Format the rows from the very first line through the line containing "465 261 L 473", inclusive, as a JSON list of strings with one string per line. Omit blank lines.

Data extracted from a collection
------

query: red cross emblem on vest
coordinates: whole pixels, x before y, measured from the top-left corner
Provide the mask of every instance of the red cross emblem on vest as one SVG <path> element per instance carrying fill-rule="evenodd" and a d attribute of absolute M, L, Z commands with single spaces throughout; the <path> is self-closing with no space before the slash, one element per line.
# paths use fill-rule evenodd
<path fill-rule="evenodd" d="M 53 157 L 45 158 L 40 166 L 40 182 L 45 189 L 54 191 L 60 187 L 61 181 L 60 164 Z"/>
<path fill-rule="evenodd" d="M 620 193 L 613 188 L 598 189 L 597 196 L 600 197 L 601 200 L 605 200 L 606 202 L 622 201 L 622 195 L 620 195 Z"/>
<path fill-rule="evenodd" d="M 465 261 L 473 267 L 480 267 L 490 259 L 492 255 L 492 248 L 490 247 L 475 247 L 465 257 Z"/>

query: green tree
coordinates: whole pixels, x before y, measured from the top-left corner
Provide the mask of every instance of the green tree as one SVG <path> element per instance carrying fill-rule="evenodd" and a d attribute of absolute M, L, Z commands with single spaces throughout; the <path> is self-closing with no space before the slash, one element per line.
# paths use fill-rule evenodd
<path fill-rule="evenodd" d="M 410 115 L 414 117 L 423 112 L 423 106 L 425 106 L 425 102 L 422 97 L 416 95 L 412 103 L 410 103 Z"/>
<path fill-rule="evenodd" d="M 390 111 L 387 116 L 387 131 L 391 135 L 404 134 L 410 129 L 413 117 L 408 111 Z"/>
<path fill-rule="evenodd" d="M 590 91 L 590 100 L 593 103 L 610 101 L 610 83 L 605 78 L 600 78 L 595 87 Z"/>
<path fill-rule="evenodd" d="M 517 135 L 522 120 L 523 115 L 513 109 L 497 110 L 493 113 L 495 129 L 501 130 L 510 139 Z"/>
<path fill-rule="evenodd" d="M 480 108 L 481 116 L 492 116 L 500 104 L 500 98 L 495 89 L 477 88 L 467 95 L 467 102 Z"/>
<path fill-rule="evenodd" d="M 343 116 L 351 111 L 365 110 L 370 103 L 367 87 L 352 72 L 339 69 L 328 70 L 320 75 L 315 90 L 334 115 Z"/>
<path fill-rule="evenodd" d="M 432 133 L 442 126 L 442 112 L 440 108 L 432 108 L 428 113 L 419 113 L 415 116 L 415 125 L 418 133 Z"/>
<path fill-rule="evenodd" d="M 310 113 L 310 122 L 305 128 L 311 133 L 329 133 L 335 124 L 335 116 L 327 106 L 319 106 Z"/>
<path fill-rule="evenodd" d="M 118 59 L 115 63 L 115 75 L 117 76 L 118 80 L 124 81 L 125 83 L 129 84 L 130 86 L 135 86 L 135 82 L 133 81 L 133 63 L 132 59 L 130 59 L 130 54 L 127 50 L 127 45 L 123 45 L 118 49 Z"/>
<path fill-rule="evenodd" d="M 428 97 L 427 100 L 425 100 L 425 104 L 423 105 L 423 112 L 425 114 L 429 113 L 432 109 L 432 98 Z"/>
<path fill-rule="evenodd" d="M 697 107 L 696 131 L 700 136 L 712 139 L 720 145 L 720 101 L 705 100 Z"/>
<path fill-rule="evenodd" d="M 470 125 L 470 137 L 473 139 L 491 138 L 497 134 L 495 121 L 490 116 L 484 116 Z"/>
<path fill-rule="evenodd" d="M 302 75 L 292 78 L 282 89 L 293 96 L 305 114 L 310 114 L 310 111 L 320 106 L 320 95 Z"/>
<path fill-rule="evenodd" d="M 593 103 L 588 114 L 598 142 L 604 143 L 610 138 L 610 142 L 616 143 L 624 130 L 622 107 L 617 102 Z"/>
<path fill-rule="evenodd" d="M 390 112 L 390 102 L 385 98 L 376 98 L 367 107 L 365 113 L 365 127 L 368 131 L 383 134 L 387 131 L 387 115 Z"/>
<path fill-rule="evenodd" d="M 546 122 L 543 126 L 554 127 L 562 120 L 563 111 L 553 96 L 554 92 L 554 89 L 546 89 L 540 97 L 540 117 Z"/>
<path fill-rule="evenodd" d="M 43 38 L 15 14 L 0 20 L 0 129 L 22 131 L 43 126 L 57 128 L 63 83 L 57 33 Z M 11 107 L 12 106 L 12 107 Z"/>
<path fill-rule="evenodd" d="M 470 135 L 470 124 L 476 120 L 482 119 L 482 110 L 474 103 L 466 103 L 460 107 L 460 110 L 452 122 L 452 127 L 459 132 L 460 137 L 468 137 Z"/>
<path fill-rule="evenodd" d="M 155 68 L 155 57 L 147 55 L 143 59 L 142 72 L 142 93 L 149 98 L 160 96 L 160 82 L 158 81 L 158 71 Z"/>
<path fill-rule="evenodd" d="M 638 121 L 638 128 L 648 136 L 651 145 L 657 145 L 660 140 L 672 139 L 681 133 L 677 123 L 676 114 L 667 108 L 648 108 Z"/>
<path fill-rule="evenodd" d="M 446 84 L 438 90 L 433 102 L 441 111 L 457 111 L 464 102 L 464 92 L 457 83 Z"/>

------

EXERCISE OUTPUT:
[
  "query: red cross emblem on vest",
  "coordinates: whole pixels, x before y, measured from the top-left corner",
  "Provide the mask of every instance of the red cross emblem on vest as one SVG <path> element per instance carrying fill-rule=\"evenodd\" and a d attribute of absolute M, L, Z commands with single spaces throughout; the <path> is self-closing with no space before the slash, one element per line.",
  "# paths use fill-rule evenodd",
  "<path fill-rule=\"evenodd\" d=\"M 53 157 L 45 158 L 40 166 L 40 182 L 45 189 L 54 191 L 60 187 L 61 181 L 60 164 Z\"/>",
  "<path fill-rule=\"evenodd\" d=\"M 620 193 L 613 188 L 598 189 L 597 196 L 600 197 L 601 200 L 605 200 L 606 202 L 622 201 L 622 195 L 620 195 Z\"/>",
  "<path fill-rule=\"evenodd\" d=\"M 465 261 L 473 267 L 480 267 L 490 259 L 492 255 L 492 248 L 490 247 L 475 247 L 465 257 Z\"/>"
]